- REQUIRED ACTIONS:
a - Which skills does the profile of Marion Hansel say she learned at circus school? List them all.
b - Pick up the profile of Marion Hansel after its last sentence and keep writing.

- EXCERPT TO READ:
####

Marion Hansel

Source: Man Films

Marion Hansel

The work of Belgian filmmaker and former trapeze artist Marion Hansel was the subject of a career retrospective at the International Film Festival Rotterdam (IFFR) this January.

She is happy to be at the festival after a hairy couple of years. Not long ago she noticed she was frequently feverish and her body temperature would soar each night. After a visit to A&E and some tests it was found she had a streptococcus in her bod that was causing an infection.

“[The streptococcus] was sitting on my aorta valve,” Hansel explains. “It was eating it. The valve was nearly going to explode.”

She had immediate open-heart surgery to insert an artificial valve and then stayed in hospital for two months to take a course of extremely powerful antibiotics to get rid of the bacterial parasite.

While in hospital, Hansel was well enough to work and this was when she conceived her autobiographical essay film, There Was A Little Ship (Il Etait Un Petit Navire), which screened as an international premiere at Rotterdam this year. It’s a deeply emotional affair in which she uses newly-shot material, archival footage and voice-over to revisit some of the haunts of her past.

By any standards, Hansel has had an extraordinary life. She has acted and performed circus tricks in the films of Agnes Varda; she has run her own production company Man Films for more than 40 years; she has directed all sorts of movies, everything from Dust, an adaptation of a JM Coetzee novel which featured one of the last performances of Trevor Howard and won the Silver Lion in Venice, to Nuages, Lettres A Mon Fils, a documentary in which she travels around the world, filming clouds.

As There Was A Little Ship reveals, Hansel, who was born in 1949 in Marseille, left home as a teenager to study painting at an art school in Devon. She was miserable there.

“I learned English and I learned a little bit of painting but I didn’t expect to be so homesick for my family,” she recalls.

Realising she wasn’t going to become a great artist, she shifted ambition and decided to act instead. She did two years of circus school, specialising in the trapeze but also learning such other useful skills as tightrope walking, tap dancing, juggling and acrobatics.

####

- LISTED ENTRIES:
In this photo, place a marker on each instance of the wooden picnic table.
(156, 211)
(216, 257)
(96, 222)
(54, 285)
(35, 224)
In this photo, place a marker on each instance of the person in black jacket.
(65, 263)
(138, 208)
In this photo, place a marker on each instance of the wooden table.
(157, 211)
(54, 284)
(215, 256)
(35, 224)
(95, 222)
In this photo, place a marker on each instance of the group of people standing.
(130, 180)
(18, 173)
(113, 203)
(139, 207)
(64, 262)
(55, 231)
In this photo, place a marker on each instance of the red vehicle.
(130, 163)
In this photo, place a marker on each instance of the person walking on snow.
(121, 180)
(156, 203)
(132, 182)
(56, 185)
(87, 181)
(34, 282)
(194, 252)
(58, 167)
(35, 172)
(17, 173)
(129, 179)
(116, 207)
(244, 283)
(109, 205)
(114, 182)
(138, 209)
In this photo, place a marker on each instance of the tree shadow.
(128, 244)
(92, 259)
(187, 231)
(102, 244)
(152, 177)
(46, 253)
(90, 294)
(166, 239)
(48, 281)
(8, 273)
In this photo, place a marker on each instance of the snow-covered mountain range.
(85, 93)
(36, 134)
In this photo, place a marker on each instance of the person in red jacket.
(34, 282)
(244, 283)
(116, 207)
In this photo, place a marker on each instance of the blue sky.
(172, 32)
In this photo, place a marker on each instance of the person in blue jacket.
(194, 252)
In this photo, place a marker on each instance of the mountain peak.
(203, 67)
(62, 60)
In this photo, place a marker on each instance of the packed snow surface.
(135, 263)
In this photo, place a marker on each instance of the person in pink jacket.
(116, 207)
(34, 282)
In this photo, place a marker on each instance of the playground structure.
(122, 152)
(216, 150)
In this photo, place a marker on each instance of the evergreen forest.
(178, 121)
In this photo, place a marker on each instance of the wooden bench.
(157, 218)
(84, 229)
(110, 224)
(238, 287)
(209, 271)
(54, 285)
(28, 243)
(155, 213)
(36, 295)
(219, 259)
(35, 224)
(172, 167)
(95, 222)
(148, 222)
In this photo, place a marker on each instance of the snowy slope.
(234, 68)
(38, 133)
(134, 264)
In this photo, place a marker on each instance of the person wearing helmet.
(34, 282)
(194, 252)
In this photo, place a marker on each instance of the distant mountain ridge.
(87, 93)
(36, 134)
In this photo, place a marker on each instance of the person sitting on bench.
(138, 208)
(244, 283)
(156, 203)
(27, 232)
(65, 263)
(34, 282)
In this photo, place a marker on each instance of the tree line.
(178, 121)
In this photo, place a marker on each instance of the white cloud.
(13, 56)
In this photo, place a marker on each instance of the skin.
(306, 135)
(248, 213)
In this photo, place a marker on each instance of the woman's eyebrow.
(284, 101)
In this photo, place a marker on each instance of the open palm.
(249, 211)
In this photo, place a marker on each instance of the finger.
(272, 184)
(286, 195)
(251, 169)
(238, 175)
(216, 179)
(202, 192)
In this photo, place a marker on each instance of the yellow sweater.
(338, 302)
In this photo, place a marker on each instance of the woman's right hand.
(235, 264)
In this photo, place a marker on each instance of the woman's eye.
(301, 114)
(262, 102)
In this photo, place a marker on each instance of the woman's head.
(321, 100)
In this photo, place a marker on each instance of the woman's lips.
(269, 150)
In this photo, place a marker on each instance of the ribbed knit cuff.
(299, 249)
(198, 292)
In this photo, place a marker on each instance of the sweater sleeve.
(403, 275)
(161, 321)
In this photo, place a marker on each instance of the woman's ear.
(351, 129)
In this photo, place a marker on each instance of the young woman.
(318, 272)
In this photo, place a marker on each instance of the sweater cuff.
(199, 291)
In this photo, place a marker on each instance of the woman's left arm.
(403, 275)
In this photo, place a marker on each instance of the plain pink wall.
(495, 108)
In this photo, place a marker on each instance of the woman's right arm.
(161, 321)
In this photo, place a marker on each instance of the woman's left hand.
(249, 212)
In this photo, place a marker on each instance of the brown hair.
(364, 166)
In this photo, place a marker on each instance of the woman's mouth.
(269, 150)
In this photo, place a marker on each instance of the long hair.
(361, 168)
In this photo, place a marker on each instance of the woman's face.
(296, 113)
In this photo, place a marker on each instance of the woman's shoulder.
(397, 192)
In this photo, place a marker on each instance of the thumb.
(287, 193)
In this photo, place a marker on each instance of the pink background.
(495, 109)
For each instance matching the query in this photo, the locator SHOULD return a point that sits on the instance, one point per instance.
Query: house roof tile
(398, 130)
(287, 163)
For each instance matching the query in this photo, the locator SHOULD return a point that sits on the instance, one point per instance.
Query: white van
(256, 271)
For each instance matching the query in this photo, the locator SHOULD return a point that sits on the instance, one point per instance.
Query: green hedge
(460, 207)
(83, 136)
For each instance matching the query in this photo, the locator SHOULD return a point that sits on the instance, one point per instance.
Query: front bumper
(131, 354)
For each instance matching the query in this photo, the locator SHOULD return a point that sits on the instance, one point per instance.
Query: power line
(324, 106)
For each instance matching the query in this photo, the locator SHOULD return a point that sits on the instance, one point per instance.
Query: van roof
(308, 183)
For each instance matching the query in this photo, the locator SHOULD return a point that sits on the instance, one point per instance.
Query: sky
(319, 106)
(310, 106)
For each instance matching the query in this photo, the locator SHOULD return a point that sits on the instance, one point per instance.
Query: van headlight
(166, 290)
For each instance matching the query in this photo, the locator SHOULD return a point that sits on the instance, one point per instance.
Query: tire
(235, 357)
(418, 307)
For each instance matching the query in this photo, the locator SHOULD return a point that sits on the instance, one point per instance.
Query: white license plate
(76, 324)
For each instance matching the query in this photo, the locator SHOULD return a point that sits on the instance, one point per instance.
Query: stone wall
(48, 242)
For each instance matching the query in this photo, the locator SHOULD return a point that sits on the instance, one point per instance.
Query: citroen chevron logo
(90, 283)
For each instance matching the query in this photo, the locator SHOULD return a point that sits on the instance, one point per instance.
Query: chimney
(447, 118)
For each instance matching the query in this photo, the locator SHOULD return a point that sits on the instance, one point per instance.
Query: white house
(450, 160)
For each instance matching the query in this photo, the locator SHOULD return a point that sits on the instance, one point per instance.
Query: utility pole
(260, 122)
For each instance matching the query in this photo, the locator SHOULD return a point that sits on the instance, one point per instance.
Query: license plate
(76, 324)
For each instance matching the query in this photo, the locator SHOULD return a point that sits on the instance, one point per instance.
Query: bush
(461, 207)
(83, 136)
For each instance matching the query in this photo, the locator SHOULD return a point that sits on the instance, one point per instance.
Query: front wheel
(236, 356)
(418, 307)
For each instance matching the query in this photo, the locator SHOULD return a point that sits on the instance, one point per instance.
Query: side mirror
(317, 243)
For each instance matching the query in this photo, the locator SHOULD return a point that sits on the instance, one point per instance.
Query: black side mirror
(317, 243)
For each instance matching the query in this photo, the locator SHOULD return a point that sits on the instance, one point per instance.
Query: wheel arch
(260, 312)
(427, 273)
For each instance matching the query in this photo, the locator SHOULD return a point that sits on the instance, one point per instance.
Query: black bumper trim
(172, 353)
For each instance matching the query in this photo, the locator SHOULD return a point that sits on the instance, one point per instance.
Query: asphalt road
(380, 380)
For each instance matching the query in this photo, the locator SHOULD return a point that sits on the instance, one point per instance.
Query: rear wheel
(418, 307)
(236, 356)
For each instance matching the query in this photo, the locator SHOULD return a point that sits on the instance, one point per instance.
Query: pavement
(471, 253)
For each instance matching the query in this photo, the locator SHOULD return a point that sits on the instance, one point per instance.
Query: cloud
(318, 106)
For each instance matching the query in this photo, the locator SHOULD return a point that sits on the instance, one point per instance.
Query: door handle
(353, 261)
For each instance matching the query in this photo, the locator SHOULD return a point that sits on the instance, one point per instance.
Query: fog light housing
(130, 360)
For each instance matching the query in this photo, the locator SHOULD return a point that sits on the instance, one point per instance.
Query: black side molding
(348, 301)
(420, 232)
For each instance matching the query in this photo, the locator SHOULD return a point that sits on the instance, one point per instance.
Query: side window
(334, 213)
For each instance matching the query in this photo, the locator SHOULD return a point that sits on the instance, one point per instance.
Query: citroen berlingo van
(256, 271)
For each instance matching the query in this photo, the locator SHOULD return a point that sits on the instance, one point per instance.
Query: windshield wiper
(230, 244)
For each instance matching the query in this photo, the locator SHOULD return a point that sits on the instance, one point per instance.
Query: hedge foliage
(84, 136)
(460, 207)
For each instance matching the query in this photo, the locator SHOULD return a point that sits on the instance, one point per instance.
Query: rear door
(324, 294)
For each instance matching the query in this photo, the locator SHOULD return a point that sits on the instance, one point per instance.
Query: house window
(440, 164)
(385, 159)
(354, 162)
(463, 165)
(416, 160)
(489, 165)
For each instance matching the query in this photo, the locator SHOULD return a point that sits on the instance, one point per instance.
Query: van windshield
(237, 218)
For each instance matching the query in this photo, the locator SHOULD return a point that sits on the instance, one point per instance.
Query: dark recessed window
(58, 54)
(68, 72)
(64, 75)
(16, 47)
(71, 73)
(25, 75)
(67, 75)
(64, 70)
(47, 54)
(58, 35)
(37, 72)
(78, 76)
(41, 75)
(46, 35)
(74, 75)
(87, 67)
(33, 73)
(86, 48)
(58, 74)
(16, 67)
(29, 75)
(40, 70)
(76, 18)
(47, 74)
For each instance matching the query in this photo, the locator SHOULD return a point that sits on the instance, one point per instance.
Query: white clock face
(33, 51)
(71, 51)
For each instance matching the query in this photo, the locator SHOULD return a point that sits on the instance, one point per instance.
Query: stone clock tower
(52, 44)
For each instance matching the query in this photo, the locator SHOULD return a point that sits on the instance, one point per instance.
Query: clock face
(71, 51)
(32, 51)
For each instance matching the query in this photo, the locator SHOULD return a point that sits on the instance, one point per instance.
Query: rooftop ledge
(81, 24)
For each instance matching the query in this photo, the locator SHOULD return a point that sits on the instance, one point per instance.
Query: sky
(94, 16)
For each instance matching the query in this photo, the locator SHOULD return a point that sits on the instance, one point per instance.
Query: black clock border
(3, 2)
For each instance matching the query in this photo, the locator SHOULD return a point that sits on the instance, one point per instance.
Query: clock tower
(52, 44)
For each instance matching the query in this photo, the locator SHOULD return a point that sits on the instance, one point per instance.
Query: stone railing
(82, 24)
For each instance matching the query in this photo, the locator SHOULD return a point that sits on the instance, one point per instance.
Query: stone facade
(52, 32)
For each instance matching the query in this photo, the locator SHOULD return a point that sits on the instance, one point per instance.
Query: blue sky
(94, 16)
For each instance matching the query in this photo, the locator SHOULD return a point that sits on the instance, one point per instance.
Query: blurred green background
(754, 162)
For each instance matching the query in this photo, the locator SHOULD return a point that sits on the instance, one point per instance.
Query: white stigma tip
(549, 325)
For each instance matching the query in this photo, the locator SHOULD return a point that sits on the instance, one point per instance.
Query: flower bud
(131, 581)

####

- RESULTS OF THE TASKS:
a - Trapeze, tightrope walking, tap dancing, juggling and acrobatics.

b -
“I had acted in several theatres in Brussels, a little bit in television and a little bit in film” she says. “I thought if I learned techniques that other actors cannot do, I will get some more jobs.”

The strategy worked to a degree. Varda hired her twice, drawing on her circus skills in One Sings The Other Doesn’t (1977) and in a TV drama.

 “I never wanted to be a circus artist. My goal was to get more parts in films,” Hansel says.

Realising she wasn’t going to be a great actress, Hansel decided to direct. “I started writing a short script for a short film,” she says of Equilibre, the 1977 short which screened in Rotterdam. The next step was to take the plunge into features with Le Lit in 1982.

There was no-one to produce her films (“There were not many film producers in Belgium”) - and so she did it herself. Why did she call her company Man Films? It was an ironic, she says. “In our company, it is only women but we are still called Man Films.”

The prolific producer-director remains as busy as ever today. She is the Belgian co-producer of two new feature documentaries, long-gestating Russian project The Whale Hunter and a new film about Matisse to tie in with an exhibition of the artist’s work at the Pompidou Centre in Paris. This is directed by Raphaël Millet, with whom she worked on 2017 documentary Chaplin In Bali.

Rarely for her, Hansel doesn’t have a new directorial project of her own. Instead, she plans to write short stories. Physically, Hansel is in good trim after her illness but she no longer walks the tightrope or performs on the trapeze. “No, no more circus,” she declares. “I go swimming.”